GOAL
Copy out, with no changes, the lines of the material that begin at the line containing "Query: clock face" and continue through the line containing "POLYGON ((173 80, 173".
# # # # #
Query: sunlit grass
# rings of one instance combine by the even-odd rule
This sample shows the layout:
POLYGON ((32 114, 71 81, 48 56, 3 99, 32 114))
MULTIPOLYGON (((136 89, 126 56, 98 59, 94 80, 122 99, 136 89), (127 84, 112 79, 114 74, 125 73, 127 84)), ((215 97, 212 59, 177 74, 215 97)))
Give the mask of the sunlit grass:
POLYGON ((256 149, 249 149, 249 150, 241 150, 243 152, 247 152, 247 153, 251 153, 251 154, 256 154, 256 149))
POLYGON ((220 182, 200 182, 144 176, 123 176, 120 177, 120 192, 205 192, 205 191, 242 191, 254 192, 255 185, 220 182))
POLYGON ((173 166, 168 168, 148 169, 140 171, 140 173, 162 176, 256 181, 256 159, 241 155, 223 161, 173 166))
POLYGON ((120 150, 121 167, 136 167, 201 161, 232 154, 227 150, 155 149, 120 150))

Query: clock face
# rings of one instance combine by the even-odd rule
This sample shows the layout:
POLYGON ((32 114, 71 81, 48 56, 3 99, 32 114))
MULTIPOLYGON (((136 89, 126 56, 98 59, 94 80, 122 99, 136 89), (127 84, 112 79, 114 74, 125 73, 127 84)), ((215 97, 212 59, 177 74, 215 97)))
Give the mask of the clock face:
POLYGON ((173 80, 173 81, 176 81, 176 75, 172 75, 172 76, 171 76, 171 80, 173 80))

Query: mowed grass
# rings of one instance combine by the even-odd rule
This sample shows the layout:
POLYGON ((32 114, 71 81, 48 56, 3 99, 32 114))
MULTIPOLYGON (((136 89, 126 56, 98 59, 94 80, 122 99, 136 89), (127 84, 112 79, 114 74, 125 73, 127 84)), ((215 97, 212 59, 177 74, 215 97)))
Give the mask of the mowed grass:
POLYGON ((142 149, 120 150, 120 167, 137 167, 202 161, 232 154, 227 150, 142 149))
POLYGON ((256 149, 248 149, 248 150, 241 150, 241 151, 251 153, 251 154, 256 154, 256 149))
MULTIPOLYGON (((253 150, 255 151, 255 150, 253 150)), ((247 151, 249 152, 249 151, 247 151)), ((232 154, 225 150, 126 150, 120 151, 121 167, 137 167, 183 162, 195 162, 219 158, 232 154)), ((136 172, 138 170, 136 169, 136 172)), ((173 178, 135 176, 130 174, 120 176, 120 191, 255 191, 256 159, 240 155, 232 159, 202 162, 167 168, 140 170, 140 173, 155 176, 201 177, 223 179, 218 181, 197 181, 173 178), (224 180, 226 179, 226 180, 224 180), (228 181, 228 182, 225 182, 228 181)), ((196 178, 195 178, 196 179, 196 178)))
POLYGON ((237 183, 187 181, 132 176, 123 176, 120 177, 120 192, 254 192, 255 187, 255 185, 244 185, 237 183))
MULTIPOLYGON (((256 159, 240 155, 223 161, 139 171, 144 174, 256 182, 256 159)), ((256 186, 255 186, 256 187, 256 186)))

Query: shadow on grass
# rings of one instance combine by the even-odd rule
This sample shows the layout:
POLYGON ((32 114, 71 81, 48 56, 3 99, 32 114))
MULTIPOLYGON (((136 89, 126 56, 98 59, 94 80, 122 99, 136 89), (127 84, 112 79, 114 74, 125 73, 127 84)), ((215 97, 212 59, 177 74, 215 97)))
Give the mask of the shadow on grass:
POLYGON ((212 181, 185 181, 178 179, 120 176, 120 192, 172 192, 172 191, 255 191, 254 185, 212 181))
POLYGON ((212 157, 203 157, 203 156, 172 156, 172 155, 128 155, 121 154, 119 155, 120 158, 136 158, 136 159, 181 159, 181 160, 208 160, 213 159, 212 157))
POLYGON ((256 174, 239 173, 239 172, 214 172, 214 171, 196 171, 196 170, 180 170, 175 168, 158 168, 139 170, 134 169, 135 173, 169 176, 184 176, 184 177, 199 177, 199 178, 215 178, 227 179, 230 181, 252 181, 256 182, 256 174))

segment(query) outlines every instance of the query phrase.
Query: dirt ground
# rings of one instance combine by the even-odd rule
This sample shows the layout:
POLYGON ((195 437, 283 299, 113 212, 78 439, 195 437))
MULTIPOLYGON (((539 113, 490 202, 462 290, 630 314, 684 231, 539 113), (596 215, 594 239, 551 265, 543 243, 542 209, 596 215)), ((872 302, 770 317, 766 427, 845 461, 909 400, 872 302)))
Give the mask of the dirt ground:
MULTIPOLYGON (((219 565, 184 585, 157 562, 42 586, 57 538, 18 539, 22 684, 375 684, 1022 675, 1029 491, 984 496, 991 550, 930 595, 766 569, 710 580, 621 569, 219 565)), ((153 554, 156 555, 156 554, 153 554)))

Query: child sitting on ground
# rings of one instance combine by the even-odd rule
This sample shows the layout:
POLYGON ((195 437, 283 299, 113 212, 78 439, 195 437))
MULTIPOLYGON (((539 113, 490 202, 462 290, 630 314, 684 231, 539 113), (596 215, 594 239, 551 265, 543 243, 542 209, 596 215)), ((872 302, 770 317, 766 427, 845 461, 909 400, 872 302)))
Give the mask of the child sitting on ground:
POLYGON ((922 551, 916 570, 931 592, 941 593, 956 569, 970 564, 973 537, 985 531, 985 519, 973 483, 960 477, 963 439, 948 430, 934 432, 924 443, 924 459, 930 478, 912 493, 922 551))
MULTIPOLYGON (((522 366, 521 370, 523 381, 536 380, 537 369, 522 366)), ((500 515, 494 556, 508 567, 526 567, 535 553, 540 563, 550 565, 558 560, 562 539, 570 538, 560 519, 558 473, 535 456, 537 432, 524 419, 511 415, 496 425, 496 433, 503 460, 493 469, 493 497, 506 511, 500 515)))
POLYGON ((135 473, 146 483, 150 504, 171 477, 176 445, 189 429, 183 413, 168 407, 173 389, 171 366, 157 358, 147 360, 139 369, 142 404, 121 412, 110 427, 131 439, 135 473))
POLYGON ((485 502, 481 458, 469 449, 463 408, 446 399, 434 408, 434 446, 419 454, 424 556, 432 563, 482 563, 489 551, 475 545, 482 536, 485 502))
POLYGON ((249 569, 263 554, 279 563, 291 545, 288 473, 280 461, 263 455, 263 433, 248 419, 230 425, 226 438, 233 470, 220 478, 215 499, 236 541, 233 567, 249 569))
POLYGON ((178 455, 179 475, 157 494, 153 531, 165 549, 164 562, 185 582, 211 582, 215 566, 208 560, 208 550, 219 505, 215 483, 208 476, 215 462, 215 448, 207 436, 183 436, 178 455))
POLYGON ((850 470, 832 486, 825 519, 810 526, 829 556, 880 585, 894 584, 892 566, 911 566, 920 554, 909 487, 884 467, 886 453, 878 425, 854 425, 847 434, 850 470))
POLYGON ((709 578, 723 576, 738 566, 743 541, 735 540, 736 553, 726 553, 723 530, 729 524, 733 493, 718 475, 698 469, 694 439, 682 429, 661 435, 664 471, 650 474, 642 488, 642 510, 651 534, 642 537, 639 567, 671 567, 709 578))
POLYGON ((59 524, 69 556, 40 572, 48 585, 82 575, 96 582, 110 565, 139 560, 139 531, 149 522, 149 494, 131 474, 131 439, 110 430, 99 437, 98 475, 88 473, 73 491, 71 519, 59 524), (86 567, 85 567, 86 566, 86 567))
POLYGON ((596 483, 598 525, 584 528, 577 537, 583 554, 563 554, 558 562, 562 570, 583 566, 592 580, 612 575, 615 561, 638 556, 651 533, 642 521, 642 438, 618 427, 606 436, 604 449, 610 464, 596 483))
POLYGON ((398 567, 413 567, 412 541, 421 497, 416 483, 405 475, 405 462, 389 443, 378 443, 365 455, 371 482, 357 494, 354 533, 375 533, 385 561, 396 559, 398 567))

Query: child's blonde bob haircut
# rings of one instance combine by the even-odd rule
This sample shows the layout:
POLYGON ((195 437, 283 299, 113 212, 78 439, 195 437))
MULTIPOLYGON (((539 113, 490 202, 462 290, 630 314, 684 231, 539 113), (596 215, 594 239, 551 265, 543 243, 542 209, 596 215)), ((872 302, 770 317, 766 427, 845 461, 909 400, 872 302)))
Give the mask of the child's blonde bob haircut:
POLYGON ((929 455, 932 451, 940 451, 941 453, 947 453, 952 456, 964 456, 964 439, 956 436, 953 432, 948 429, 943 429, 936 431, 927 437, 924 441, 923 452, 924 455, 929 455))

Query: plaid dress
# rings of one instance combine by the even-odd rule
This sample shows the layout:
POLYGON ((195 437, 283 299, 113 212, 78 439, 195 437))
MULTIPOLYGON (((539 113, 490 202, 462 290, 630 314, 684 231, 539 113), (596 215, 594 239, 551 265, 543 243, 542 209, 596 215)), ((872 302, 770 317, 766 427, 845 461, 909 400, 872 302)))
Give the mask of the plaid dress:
# # # # #
EXERCISE ANSWER
Query: clock face
# rings of one instance combine by the even-odd rule
This sample shows the layout:
POLYGON ((32 114, 71 81, 48 56, 3 99, 32 114))
MULTIPOLYGON (((136 89, 126 56, 98 59, 94 80, 122 99, 136 89), (127 84, 112 79, 114 74, 125 73, 127 84)), ((215 97, 212 59, 177 74, 215 97)))
Give the mask of the clock face:
POLYGON ((173 80, 173 81, 176 81, 176 75, 172 75, 172 76, 171 76, 171 80, 173 80))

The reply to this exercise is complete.